--- begin ---

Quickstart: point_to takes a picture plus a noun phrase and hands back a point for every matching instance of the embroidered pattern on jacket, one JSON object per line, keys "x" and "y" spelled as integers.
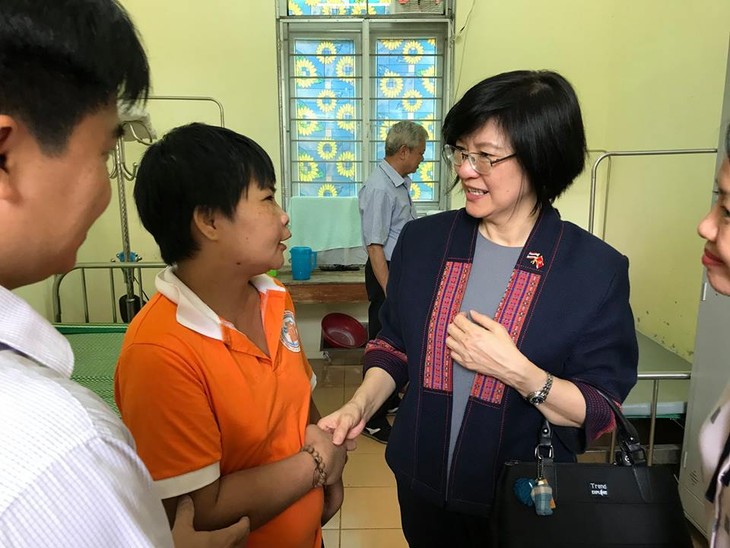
{"x": 438, "y": 362}
{"x": 511, "y": 313}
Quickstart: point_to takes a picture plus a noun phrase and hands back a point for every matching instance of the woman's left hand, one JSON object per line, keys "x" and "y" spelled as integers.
{"x": 484, "y": 345}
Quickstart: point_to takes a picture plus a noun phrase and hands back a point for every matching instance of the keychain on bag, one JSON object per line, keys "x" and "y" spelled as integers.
{"x": 537, "y": 492}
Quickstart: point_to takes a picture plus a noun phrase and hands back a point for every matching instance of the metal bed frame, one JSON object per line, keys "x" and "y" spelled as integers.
{"x": 127, "y": 269}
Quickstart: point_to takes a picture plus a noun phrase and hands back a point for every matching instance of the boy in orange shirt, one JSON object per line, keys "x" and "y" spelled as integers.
{"x": 212, "y": 380}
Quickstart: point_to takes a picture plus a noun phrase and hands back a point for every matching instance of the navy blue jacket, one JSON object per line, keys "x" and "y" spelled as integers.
{"x": 567, "y": 309}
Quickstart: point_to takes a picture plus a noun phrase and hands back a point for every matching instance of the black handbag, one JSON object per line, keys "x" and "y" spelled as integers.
{"x": 596, "y": 505}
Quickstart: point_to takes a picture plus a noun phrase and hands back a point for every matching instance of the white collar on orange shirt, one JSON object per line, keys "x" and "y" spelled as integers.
{"x": 192, "y": 312}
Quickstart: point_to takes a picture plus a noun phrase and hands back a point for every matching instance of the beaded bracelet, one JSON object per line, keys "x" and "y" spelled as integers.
{"x": 319, "y": 478}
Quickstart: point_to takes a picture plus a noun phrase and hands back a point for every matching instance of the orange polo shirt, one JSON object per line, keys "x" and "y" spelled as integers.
{"x": 202, "y": 401}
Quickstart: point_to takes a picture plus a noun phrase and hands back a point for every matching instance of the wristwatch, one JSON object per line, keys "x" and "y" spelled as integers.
{"x": 539, "y": 396}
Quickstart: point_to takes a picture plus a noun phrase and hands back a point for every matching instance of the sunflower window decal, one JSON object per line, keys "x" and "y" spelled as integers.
{"x": 308, "y": 168}
{"x": 346, "y": 164}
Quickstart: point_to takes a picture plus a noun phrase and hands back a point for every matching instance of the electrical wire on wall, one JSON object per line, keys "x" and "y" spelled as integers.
{"x": 463, "y": 32}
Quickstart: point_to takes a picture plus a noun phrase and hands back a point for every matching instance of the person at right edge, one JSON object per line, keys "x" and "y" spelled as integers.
{"x": 715, "y": 434}
{"x": 499, "y": 315}
{"x": 385, "y": 207}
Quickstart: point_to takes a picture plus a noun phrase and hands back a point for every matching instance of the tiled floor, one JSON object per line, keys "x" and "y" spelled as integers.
{"x": 369, "y": 517}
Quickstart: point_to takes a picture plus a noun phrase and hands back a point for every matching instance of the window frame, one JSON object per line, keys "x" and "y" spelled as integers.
{"x": 365, "y": 30}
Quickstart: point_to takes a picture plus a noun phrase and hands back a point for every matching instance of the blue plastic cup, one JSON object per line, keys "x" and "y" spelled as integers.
{"x": 301, "y": 262}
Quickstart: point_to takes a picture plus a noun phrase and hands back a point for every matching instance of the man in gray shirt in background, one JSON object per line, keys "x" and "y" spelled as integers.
{"x": 385, "y": 207}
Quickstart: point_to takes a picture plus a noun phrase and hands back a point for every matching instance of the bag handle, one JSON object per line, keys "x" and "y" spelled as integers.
{"x": 629, "y": 451}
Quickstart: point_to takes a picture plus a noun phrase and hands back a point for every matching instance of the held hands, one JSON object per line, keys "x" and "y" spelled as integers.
{"x": 333, "y": 456}
{"x": 345, "y": 424}
{"x": 184, "y": 534}
{"x": 484, "y": 345}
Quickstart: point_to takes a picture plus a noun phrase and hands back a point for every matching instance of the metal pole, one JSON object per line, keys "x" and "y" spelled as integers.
{"x": 594, "y": 170}
{"x": 191, "y": 98}
{"x": 652, "y": 421}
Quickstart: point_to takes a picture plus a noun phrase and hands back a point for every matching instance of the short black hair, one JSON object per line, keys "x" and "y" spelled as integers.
{"x": 62, "y": 60}
{"x": 540, "y": 114}
{"x": 194, "y": 166}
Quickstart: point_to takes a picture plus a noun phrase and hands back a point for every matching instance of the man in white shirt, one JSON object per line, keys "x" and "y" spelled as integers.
{"x": 70, "y": 475}
{"x": 385, "y": 207}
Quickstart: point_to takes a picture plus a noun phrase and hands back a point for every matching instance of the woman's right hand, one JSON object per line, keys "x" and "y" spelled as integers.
{"x": 344, "y": 424}
{"x": 333, "y": 456}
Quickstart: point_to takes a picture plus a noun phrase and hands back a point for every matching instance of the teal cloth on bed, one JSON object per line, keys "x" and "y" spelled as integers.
{"x": 96, "y": 350}
{"x": 324, "y": 223}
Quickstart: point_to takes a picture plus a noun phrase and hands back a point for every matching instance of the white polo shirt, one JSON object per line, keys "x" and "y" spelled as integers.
{"x": 69, "y": 474}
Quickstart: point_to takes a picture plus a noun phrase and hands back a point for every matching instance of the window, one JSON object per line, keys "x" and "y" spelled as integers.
{"x": 346, "y": 80}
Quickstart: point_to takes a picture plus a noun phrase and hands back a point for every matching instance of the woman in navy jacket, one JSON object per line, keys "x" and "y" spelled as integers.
{"x": 562, "y": 326}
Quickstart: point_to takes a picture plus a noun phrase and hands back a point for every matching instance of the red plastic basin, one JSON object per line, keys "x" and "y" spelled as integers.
{"x": 343, "y": 331}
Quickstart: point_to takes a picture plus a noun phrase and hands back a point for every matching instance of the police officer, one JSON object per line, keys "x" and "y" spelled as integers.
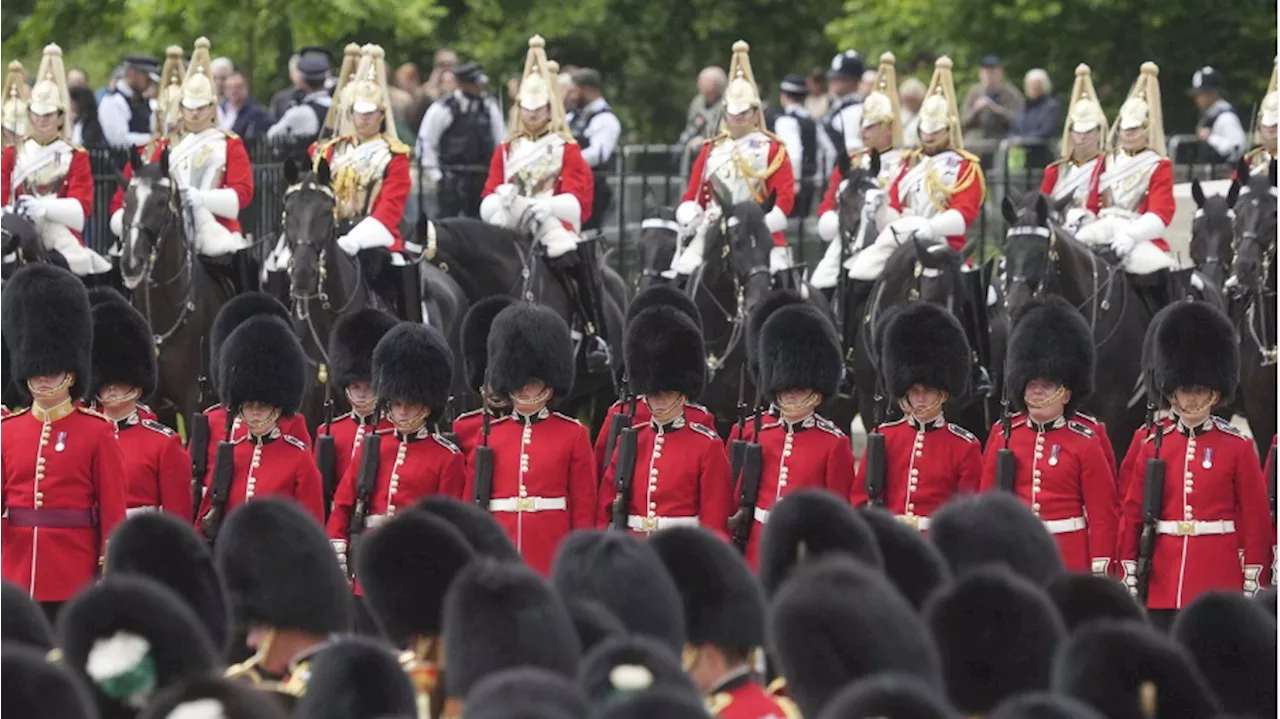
{"x": 457, "y": 137}
{"x": 597, "y": 131}
{"x": 126, "y": 111}
{"x": 306, "y": 117}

--- end ---

■ Requirement ■
Your copy of the data should match it exactly, except that pictures are left out.

■ Correct answer ■
Quickstart: point_to takes a picture plus a noun phrase and hands back a point for every matching instance of the embroidered pattern on jacket, one JSON object per line, keys "x" and "y" spelled as integers.
{"x": 438, "y": 362}
{"x": 511, "y": 313}
Quickstart: point_to takes a picture plus a noun phrase and hands back a point for every matching instance of the woman's left hand, one JSON object per line, keys "x" and "y" spelled as integers.
{"x": 484, "y": 345}
Quickstart: point_to takes a picture plus a noun phrase and hands back a point for every matching instance of the keychain on bag, one JSON object per line, keys "x" and "y" spelled as integers.
{"x": 537, "y": 492}
Quickstart: point_to takes a picture plus a noun phrase and hands back a point for every matching instance of the metal bed frame, one JSON object per line, keys "x" and "y" spelled as integers.
{"x": 127, "y": 269}
Quickstart: point_to takes a picture plus a noun phrase and hands back a point for every matching instance of the boy in orange shirt, one JSON object per line, keys "x" and "y" spelled as integers.
{"x": 212, "y": 380}
Quickstart: point_to takes a picture plus a noun phrase and hands back a point for every matching instance of the navy blue jacket, one JSON object per line, keys "x" and "y" spelled as integers.
{"x": 567, "y": 309}
Quickstart: point_to takes a picture plus a noun phrase and hands back a point for every matching instance of the black handbag, one JSON object per line, keys "x" and "y" spelled as integers.
{"x": 596, "y": 505}
Quickstart: point_to takes a picture plus a noun phrase and hands back a point for every matching instance of the white collar on orange shirt, one JSON object per line, keys "x" and "y" spelled as integers.
{"x": 192, "y": 312}
Quickstart: point_to takes a picture plus a noun phrase and hands back a point for every matching instance of the beaded bracelet, one JSON object per line, keys "x" and "y" spelled as integers.
{"x": 319, "y": 478}
Quickstart: point_to takes a picture plus a noun phrase and hands back a point for every matching instance of the orange polo shirt, one JSON object per line, keys "x" and "y" spelled as integers.
{"x": 202, "y": 401}
Quickstart: point_to takes a picture plus a noun phrase and hands back a point for every matching instance of the wristwatch, one JSON object per line, keys "x" and "y" spelled as integers.
{"x": 539, "y": 396}
Quickstart: point_to takes a picture plus a noun phrase and hands back a point for every matching instance of the sunflower window decal, one JSON object per line, keys "x" and "y" spelled as integers.
{"x": 308, "y": 168}
{"x": 346, "y": 164}
Quickstart: point_to takes a picture plus a noun phrase and hands back a point for every matching instance of the electrical wire on wall, one JSON object per line, keys "x" and "y" spelled as integers.
{"x": 463, "y": 32}
Quickstart: point_to takes a picture plus a noun phrase and hands back a point for every matching instance of the person at right edge, one JSON object per line, keys "x" and "y" spelled as integers.
{"x": 715, "y": 434}
{"x": 499, "y": 315}
{"x": 385, "y": 207}
Quickstart: point_to takes a picture plus a noun phrase and hands back a point for every matching instance of the tiled floor, one JSON object per line, keys "x" and "y" spelled as integers.
{"x": 369, "y": 517}
Quickstart: point_to takes a picture plus a noun phrase and hands back a point for every matching instance of the window frame, one JSON object per line, keys "x" and "y" spelled as integers.
{"x": 365, "y": 30}
Quickstart: point_to takes a picture plus a noun phrase and hands back a point for every matching instance of the blue plastic cup, one JSON object per line, keys "x" and "y" spelled as integers.
{"x": 301, "y": 262}
Quickstart: point_to takes a picture plus a noun phrase and hands back a point for every matching instance of the man in gray shirt in background, one JSON object per line, keys "x" and "y" spelled as integers.
{"x": 385, "y": 207}
Quickstart: point_to takes a picture plus a noun phrase and hands back a point for every matching instance of the bag handle, one JSON object per line, keys "x" and "y" spelled as integers.
{"x": 629, "y": 451}
Quickstart: point_to takes a picture plus a noun phrase and hands back a point for every matching instance of the held hands, one JSON object per line, keys "x" and "y" spelled as integers.
{"x": 333, "y": 456}
{"x": 345, "y": 424}
{"x": 184, "y": 534}
{"x": 484, "y": 345}
Quickstart: point_to takes a picture plus a noun phrase and hands back a point for every matching instance of the metal pole, one JSON object per line, keys "x" and "y" spelled as integers.
{"x": 594, "y": 170}
{"x": 191, "y": 98}
{"x": 652, "y": 421}
Quickstart: point_to takes a picture plus a noun phrase and hands back a point for every matching instance of the short black hair, one JSON object per line, keys "x" and "y" spelled as integers.
{"x": 62, "y": 60}
{"x": 540, "y": 114}
{"x": 194, "y": 166}
Quickstart: point_to takes a picture plus a noun phrase and hands back a point for every matching instance of the man in white shirt, one JSON object per line, keys "x" and "y" spelled as integers.
{"x": 70, "y": 475}
{"x": 385, "y": 207}
Quickstart: point_to takes a picture plus a noun phrase and hands back a point for every matching instance of the woman's right hand, one JSON object per line, keys "x" and "y" spelled as integers.
{"x": 344, "y": 424}
{"x": 333, "y": 456}
Quickstart: point_to takes a picture plus a noun phrase and hands back a point for every matching instance of the teal cloth on bed, one JSON object per line, keys "x" and "y" spelled as integers.
{"x": 96, "y": 350}
{"x": 324, "y": 223}
Quickstart: point_to takes a picture plus a noun phrase and hands back a point for every matching instance of the white polo shirt, one JSON object per line, keys "x" and "y" spelled as integers.
{"x": 69, "y": 474}
Quickstart: point_to takes a picture plus a noun phrase and hands back a point for every matching instance of the window, one JSON object per line, keys "x" and "y" spelled as integers.
{"x": 346, "y": 80}
Quickstart: point_to takes a picture plus a noun phrase and hands back a point for every matching instance of the woman in navy jacket, one JSON object per line, keys "x" and "y" spelled as integers.
{"x": 562, "y": 326}
Quickstart: point_to takes a picture plus a noun phrase and hands back a point for every matching instance of the red plastic basin, one JSON object per line, keys "x" and "y" spelled as integers.
{"x": 343, "y": 331}
Quickstart: point_to takes a picture plus a noun phrase and hands back a point for every matching instance of the police officer, one JSON object per line, keys "x" and "y" spelled as integers.
{"x": 457, "y": 137}
{"x": 597, "y": 131}
{"x": 126, "y": 111}
{"x": 306, "y": 117}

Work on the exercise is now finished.